## GOAL:
Show every line of the material below that contains the word "trunk".

## DATA FOR THIS TASK:

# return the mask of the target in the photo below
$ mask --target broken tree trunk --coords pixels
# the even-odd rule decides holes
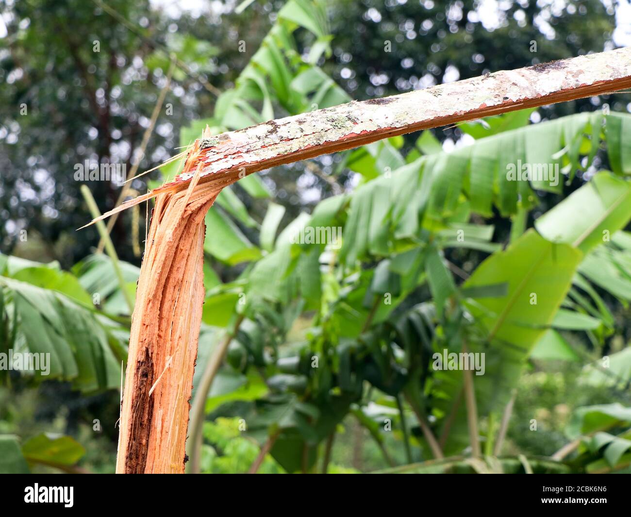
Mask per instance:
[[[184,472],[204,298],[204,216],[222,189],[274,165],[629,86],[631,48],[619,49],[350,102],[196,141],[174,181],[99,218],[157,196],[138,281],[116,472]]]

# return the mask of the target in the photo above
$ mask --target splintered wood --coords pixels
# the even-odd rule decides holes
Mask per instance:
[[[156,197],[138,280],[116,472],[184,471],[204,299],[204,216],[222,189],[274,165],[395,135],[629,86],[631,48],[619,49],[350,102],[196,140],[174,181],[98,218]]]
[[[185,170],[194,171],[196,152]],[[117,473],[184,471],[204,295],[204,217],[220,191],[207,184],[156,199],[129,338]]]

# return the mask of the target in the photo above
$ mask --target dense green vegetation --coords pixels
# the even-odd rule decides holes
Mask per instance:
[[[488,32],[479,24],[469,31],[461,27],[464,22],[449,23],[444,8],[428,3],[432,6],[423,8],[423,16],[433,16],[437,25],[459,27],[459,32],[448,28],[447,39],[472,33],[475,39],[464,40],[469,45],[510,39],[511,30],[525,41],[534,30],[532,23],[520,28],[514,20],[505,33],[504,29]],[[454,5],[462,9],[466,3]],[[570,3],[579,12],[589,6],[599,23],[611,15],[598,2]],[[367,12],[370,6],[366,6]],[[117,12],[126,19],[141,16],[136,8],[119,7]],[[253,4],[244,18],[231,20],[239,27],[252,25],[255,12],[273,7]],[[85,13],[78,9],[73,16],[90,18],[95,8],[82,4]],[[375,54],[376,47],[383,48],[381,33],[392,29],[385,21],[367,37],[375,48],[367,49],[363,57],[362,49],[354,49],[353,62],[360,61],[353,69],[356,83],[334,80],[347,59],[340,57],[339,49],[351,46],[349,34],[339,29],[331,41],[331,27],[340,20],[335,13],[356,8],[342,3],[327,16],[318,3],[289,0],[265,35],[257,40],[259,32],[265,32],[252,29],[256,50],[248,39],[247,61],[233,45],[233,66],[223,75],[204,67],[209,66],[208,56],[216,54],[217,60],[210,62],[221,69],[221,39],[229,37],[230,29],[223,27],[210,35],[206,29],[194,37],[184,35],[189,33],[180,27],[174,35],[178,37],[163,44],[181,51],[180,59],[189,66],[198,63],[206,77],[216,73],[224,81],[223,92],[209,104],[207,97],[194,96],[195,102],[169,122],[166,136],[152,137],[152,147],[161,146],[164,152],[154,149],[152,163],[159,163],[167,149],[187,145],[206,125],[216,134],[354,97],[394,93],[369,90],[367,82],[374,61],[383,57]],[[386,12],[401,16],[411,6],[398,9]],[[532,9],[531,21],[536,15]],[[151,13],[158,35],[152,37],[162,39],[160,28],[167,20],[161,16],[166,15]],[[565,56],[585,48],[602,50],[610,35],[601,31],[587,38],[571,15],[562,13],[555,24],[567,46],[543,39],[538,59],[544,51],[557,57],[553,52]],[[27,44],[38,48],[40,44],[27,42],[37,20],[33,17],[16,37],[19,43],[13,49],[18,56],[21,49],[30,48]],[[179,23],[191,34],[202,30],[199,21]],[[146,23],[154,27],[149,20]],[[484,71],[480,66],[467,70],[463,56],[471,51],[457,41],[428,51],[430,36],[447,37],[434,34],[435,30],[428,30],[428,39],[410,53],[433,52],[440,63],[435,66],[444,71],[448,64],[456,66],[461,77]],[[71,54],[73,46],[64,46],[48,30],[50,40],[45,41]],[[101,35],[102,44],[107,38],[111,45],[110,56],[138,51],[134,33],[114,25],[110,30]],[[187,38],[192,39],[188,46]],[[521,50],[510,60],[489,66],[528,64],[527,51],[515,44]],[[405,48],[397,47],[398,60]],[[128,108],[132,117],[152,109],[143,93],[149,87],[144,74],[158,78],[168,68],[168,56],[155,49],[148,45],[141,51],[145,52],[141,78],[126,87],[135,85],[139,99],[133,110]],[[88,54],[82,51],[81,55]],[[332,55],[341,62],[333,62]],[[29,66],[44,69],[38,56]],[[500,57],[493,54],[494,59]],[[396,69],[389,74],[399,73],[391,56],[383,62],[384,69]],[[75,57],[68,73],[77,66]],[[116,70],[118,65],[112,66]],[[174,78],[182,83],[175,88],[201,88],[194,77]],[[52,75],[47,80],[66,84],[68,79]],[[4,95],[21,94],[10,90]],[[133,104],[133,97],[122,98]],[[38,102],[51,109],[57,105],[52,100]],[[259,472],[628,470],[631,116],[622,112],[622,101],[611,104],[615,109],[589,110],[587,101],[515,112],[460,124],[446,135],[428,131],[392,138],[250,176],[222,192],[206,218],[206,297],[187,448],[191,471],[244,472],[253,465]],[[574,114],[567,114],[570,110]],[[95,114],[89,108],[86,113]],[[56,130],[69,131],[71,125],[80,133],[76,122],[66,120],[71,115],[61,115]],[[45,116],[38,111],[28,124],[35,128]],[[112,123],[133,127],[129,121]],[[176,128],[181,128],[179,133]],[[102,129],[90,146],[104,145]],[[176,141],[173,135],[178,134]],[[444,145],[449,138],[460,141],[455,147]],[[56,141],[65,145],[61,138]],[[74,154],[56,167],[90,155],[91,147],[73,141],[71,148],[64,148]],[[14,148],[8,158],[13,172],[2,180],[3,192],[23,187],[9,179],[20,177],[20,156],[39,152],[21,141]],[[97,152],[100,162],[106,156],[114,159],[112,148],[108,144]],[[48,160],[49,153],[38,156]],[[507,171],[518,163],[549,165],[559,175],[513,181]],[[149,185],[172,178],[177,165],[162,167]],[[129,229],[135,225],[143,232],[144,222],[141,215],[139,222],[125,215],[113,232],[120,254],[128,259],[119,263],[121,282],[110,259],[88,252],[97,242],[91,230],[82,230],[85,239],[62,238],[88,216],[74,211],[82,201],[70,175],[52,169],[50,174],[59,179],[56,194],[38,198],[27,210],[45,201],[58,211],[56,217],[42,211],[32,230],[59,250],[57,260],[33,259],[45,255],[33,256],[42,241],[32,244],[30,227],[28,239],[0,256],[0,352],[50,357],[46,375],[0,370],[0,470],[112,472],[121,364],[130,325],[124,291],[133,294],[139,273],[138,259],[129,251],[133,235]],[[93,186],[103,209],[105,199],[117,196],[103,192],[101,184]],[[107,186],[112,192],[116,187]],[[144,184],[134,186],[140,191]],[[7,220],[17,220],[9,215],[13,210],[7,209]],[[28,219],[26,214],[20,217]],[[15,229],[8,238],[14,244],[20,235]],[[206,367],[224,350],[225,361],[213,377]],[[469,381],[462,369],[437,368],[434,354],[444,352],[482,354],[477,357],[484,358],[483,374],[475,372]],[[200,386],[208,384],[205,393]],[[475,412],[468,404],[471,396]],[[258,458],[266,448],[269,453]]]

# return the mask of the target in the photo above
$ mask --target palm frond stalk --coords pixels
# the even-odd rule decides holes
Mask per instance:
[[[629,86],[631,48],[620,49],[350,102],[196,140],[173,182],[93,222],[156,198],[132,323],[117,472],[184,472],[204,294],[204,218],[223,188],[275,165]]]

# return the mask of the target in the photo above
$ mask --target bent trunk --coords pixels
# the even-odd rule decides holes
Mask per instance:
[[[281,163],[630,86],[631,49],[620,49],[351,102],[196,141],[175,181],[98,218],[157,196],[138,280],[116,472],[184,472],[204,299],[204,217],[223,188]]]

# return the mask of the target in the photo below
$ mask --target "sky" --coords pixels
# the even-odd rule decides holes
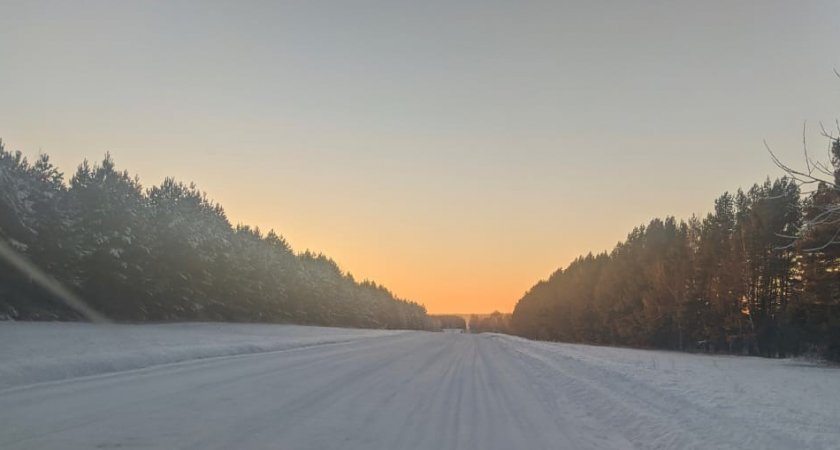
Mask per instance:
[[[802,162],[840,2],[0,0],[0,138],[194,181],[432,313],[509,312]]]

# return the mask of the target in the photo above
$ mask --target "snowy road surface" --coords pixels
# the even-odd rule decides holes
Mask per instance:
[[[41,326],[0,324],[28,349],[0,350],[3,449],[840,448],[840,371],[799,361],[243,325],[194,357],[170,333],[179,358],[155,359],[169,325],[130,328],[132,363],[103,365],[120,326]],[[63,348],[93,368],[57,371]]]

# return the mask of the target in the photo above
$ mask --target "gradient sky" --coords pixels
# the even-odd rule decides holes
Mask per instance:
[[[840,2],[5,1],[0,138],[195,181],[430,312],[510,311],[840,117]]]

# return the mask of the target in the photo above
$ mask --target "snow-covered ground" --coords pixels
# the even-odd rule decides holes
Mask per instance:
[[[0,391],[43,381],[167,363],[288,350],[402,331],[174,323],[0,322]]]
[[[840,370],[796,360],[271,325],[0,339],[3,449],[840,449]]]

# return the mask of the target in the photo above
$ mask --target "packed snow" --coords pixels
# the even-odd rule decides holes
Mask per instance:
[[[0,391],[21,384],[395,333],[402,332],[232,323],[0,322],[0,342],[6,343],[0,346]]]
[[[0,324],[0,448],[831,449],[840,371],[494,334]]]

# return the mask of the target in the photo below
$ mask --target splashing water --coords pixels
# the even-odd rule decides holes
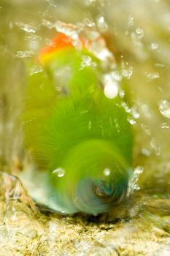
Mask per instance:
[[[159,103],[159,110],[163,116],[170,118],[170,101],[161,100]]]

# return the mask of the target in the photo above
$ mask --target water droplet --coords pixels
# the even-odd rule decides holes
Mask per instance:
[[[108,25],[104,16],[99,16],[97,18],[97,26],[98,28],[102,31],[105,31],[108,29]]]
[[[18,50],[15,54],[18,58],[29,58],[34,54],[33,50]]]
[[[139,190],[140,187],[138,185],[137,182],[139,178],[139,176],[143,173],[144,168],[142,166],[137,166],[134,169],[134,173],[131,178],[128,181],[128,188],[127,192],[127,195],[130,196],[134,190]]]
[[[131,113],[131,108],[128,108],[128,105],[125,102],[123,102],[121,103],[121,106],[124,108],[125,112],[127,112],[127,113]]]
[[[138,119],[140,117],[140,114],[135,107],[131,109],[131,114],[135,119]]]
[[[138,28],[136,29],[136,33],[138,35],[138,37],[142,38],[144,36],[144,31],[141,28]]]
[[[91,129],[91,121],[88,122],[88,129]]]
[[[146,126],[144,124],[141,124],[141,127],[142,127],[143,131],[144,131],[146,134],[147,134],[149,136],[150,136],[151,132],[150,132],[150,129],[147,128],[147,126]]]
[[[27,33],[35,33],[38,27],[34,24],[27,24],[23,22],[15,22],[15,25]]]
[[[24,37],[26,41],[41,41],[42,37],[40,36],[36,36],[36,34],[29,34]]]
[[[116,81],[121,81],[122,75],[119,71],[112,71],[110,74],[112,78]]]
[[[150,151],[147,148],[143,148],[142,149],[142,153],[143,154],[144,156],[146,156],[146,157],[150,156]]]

## ANSWER FOR THE TASK:
$ mask --target broken tree trunk --coords pixels
$ mask --target bent trunk --coords pixels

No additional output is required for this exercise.